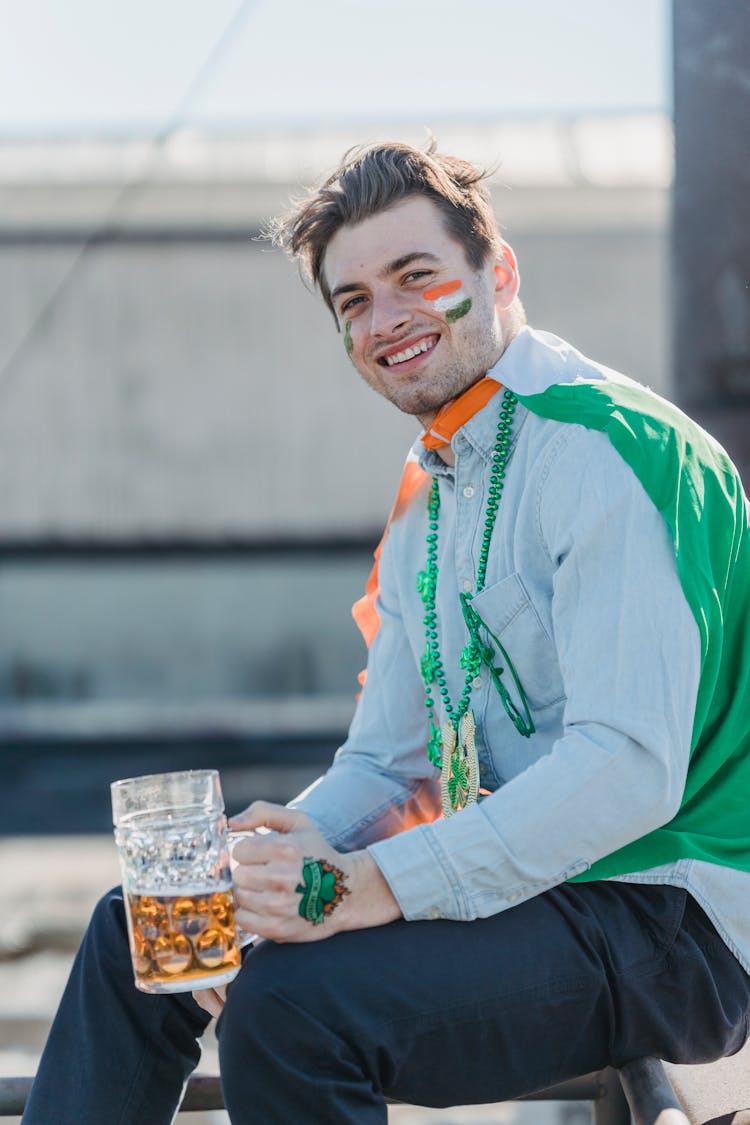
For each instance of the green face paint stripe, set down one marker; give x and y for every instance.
(455, 314)
(322, 890)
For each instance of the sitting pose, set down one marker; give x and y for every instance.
(531, 856)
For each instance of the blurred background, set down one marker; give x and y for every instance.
(192, 476)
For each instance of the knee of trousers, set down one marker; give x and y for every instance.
(107, 928)
(285, 999)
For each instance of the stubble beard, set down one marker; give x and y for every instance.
(424, 399)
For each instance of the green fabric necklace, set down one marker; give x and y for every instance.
(451, 748)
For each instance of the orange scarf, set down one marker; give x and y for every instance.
(415, 482)
(457, 413)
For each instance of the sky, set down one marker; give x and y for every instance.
(110, 66)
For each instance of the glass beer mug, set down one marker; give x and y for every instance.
(171, 836)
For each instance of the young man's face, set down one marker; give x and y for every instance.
(418, 323)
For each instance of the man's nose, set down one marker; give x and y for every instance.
(389, 314)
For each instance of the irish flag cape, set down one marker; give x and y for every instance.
(696, 488)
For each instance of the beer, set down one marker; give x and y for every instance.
(182, 941)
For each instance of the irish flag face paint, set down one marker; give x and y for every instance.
(449, 298)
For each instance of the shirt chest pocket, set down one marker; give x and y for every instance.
(507, 611)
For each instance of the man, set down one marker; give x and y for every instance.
(530, 858)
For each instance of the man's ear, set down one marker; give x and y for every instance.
(506, 272)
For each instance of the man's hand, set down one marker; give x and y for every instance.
(211, 999)
(290, 884)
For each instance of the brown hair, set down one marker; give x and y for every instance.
(372, 178)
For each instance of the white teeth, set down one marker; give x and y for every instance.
(409, 352)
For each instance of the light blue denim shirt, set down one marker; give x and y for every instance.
(583, 592)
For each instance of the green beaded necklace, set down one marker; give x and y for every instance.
(451, 748)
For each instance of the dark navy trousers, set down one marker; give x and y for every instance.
(435, 1013)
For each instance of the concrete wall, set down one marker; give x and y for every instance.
(192, 387)
(184, 386)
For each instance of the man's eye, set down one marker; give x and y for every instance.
(351, 303)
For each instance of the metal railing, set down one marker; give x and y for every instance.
(640, 1088)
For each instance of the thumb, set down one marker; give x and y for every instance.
(265, 815)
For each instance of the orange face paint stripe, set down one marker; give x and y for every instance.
(441, 290)
(455, 414)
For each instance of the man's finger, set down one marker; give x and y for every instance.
(265, 815)
(210, 999)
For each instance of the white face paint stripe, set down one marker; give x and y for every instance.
(451, 300)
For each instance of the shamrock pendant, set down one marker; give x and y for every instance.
(459, 782)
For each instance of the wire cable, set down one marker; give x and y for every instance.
(177, 119)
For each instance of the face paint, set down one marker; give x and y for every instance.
(455, 314)
(449, 298)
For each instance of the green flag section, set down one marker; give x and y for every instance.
(695, 486)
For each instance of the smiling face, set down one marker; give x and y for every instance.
(419, 324)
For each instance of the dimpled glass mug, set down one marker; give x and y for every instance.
(172, 840)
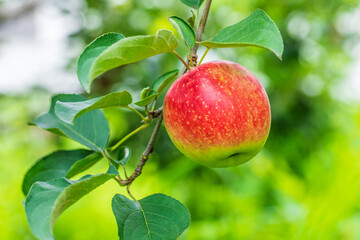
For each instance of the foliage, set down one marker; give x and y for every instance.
(294, 185)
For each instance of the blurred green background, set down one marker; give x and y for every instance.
(305, 183)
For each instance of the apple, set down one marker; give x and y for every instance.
(217, 114)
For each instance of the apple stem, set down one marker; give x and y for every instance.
(158, 113)
(203, 56)
(201, 27)
(182, 60)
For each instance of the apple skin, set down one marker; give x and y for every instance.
(217, 114)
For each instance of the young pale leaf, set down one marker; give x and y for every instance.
(129, 50)
(90, 129)
(146, 101)
(54, 165)
(47, 200)
(69, 111)
(256, 30)
(160, 83)
(193, 3)
(90, 54)
(155, 217)
(185, 30)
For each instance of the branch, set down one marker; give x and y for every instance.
(145, 156)
(158, 113)
(202, 24)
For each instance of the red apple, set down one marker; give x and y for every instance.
(217, 114)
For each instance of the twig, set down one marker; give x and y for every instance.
(158, 113)
(182, 60)
(202, 24)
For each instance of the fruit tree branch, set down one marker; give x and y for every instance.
(201, 27)
(145, 156)
(158, 113)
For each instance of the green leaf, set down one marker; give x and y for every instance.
(193, 3)
(91, 53)
(256, 30)
(129, 50)
(160, 83)
(69, 111)
(90, 129)
(155, 217)
(83, 164)
(54, 165)
(47, 200)
(185, 31)
(146, 101)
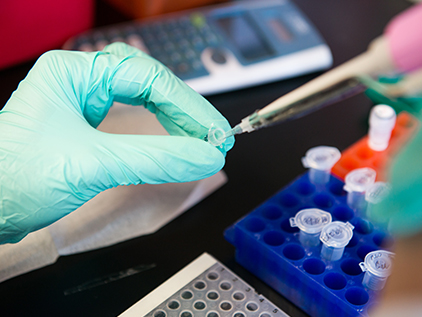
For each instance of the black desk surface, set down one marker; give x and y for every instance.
(260, 164)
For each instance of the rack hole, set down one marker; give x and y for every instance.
(305, 188)
(254, 224)
(364, 250)
(335, 281)
(271, 211)
(314, 266)
(238, 296)
(351, 267)
(357, 296)
(294, 252)
(273, 238)
(336, 188)
(288, 200)
(199, 305)
(213, 276)
(285, 226)
(252, 306)
(353, 242)
(225, 286)
(226, 306)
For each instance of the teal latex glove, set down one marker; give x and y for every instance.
(53, 160)
(401, 210)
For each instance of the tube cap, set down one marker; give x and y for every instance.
(311, 220)
(321, 158)
(360, 179)
(337, 234)
(377, 192)
(378, 263)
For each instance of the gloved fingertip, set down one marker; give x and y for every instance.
(123, 49)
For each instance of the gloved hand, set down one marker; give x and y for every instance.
(53, 160)
(401, 210)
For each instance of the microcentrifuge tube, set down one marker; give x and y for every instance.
(310, 222)
(320, 160)
(377, 267)
(375, 194)
(217, 136)
(381, 122)
(356, 184)
(335, 236)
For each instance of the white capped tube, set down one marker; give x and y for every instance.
(381, 122)
(320, 160)
(377, 267)
(356, 184)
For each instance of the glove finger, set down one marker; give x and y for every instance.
(135, 159)
(141, 79)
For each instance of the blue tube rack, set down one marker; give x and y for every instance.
(269, 247)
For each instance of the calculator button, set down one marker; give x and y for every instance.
(175, 57)
(184, 43)
(198, 42)
(190, 54)
(196, 65)
(136, 41)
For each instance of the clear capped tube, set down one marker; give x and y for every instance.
(335, 236)
(375, 194)
(381, 123)
(310, 222)
(356, 184)
(377, 267)
(320, 161)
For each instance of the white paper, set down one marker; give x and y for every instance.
(113, 216)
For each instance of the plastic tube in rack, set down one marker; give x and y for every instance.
(320, 160)
(375, 194)
(377, 267)
(310, 222)
(381, 122)
(357, 182)
(335, 236)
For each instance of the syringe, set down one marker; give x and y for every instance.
(397, 50)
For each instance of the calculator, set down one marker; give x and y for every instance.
(204, 288)
(223, 47)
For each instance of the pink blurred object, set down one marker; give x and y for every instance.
(28, 28)
(404, 34)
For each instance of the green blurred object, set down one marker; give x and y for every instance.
(411, 104)
(53, 160)
(401, 210)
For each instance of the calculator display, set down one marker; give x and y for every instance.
(245, 36)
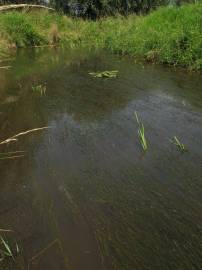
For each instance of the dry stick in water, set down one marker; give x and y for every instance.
(12, 157)
(38, 255)
(5, 67)
(15, 137)
(3, 230)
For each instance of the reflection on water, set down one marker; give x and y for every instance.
(85, 196)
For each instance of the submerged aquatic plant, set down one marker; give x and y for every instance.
(141, 133)
(6, 250)
(105, 74)
(39, 89)
(180, 145)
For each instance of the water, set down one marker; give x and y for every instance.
(85, 195)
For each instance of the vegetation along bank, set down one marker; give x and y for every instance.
(170, 35)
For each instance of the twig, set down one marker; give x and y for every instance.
(14, 138)
(13, 152)
(56, 241)
(6, 67)
(2, 230)
(12, 157)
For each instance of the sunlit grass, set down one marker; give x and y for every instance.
(167, 35)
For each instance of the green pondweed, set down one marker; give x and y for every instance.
(141, 133)
(41, 89)
(105, 74)
(180, 145)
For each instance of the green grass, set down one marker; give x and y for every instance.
(169, 35)
(141, 133)
(104, 74)
(180, 145)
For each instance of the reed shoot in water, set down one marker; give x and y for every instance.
(141, 133)
(105, 74)
(180, 145)
(6, 250)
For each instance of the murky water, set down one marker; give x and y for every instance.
(84, 195)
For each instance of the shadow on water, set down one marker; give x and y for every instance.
(85, 196)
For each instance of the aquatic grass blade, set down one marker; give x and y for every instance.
(180, 145)
(141, 133)
(7, 250)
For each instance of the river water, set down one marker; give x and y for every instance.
(83, 195)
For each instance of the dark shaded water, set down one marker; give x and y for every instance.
(85, 196)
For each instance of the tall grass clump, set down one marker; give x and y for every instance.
(19, 30)
(170, 35)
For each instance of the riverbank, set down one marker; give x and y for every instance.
(169, 35)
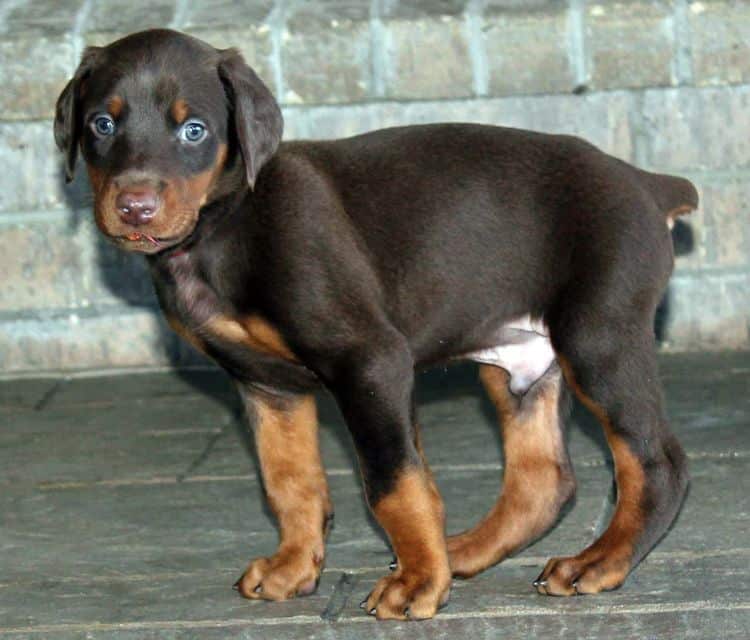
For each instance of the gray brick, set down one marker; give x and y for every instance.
(414, 9)
(109, 275)
(124, 337)
(727, 216)
(697, 128)
(242, 14)
(41, 263)
(599, 118)
(108, 23)
(28, 92)
(428, 57)
(527, 50)
(719, 321)
(32, 176)
(253, 41)
(720, 40)
(48, 17)
(629, 43)
(326, 52)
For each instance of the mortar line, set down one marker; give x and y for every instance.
(477, 49)
(79, 26)
(378, 53)
(577, 42)
(682, 58)
(277, 23)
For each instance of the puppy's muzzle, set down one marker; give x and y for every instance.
(137, 205)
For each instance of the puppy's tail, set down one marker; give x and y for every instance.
(674, 196)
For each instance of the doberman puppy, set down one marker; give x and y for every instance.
(348, 263)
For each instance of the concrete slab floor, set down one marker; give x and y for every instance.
(130, 504)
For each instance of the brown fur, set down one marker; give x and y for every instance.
(286, 433)
(412, 516)
(115, 106)
(537, 480)
(604, 564)
(179, 110)
(254, 332)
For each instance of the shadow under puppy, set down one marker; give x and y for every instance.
(349, 263)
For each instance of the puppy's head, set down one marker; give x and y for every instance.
(166, 124)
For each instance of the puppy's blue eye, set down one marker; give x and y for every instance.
(104, 126)
(193, 131)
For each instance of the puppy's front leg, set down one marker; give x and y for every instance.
(286, 438)
(375, 395)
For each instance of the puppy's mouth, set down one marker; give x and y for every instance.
(146, 243)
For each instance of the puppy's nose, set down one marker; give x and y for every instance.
(137, 207)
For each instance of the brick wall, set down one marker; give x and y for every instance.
(663, 84)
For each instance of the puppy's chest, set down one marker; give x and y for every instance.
(198, 314)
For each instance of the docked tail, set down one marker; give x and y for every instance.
(674, 196)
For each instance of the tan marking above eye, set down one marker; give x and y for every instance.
(115, 105)
(179, 110)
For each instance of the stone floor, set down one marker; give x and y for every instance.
(130, 504)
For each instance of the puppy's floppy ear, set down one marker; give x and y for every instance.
(257, 116)
(68, 125)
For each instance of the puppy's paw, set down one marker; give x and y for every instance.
(583, 574)
(288, 573)
(407, 595)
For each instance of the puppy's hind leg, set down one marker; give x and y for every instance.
(537, 480)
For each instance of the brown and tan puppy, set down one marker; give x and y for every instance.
(348, 263)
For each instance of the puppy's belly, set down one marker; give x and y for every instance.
(523, 350)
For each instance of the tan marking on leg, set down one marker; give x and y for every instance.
(179, 110)
(254, 332)
(606, 563)
(286, 436)
(413, 517)
(537, 479)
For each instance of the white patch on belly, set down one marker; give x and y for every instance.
(524, 351)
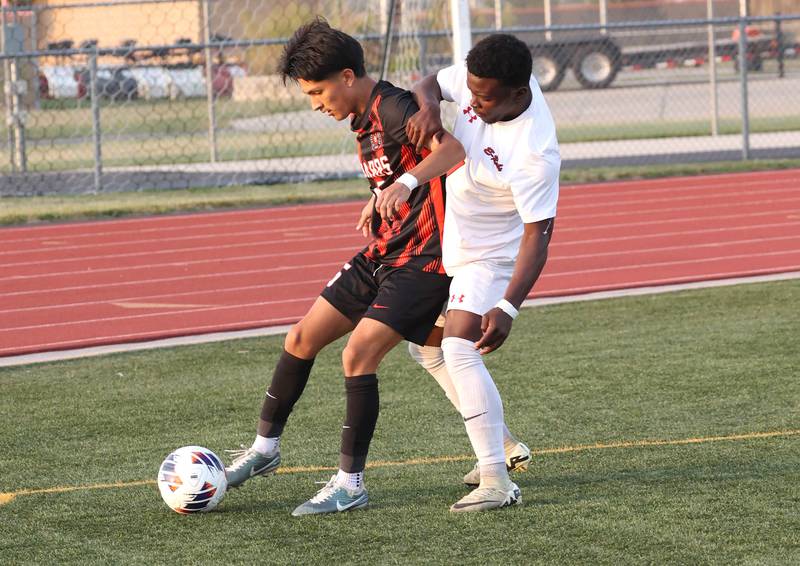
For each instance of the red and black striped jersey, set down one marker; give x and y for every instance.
(414, 237)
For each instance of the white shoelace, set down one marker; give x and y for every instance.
(326, 492)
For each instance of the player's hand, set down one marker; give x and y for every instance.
(422, 126)
(496, 326)
(391, 200)
(365, 220)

--------

WHAT THE TASK REQUIRES.
Please give everything from the line containing "For each instance of the brown and" down through the end of the records as a JSON list of strings, one string per line, with blank lines and the pictures left out.

EXERCISE RESPONSE.
[
  "For each instance of the brown and tan puppy, set down one marker; give x and y for every instance.",
  "(348, 263)",
  "For each instance of the puppy's belly, set down one marker; give x and y for every instance.",
  "(523, 350)",
  "For each instance of the tan marking on leg, set down one marker; give x and y for every instance.",
  "(179, 110)",
  "(254, 332)",
  "(606, 563)",
  "(286, 436)",
  "(413, 517)",
  "(537, 479)",
  "For each instance of the white patch on belly, set down one marker; give x and y for every instance.",
  "(524, 351)",
  "For each instance of the red and black striped jersey, set down one marker; give x and y for every instance.",
  "(414, 237)",
  "For each instance of the white shoelace, set down one marker; give x and y for every instance.",
  "(326, 492)",
  "For each instance of the player's hand, set down one marker; give x and y for every instance.",
  "(422, 126)",
  "(496, 326)",
  "(391, 200)",
  "(365, 220)"
]